(Natural language region descriptions)
******************************
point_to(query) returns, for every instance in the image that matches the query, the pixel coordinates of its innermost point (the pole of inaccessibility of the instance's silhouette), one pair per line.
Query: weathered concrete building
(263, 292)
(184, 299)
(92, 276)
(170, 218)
******************************
Your response needs to restate the lines above exactly.

## Expected output
point_to(query) returns, for every instance in the image that matches the query, the pixel coordinates of its innermost point (the pole of inaccessibility of the instance's silhouette), one pair per line.
Query: weathered concrete building
(263, 292)
(184, 299)
(92, 276)
(170, 218)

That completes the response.